### GIVEN RECORDS
# # # # #
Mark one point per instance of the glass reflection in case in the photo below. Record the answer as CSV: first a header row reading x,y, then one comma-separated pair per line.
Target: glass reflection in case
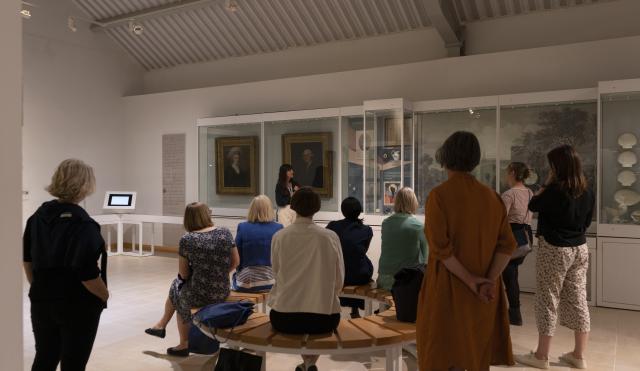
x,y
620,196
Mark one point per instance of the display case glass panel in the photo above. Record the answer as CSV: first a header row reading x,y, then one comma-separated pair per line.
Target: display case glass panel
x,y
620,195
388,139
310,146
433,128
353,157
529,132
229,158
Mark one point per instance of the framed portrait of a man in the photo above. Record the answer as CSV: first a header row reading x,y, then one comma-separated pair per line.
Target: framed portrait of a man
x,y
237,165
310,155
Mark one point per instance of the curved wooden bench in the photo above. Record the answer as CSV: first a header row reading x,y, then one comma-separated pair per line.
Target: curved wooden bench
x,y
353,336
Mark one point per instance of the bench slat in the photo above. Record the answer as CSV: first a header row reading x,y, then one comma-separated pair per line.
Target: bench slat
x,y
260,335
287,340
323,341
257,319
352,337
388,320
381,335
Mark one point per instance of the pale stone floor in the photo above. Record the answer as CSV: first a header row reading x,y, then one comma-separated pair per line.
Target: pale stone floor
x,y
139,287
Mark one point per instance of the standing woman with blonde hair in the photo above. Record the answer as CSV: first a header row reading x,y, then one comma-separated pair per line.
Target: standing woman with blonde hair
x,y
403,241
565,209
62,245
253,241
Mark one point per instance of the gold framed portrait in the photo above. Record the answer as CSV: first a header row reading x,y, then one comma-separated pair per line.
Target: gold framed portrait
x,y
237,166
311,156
# # # # #
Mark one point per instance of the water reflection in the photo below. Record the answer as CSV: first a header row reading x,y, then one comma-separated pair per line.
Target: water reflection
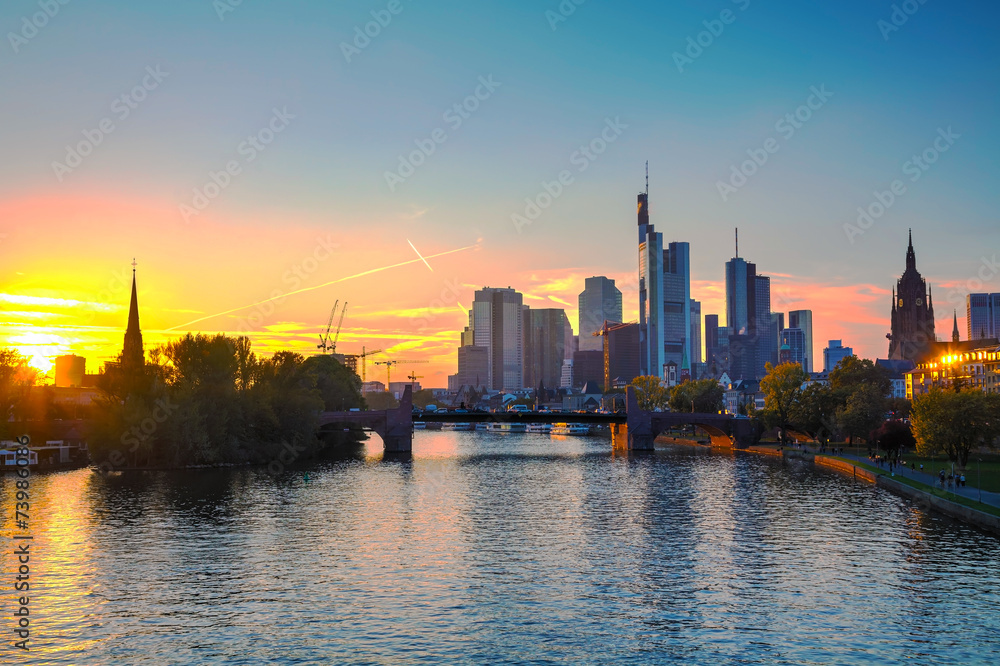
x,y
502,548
# # # # #
### AIM OF THE EXERCISE
List each line of the items above that contains the word "floor".

### CORRECT RESPONSE
Mark one point per instance of the pale stone floor in the photo above. Record the answer as CSV: first a header row reading x,y, then one comma-separated pair per line.
Target: pale stone floor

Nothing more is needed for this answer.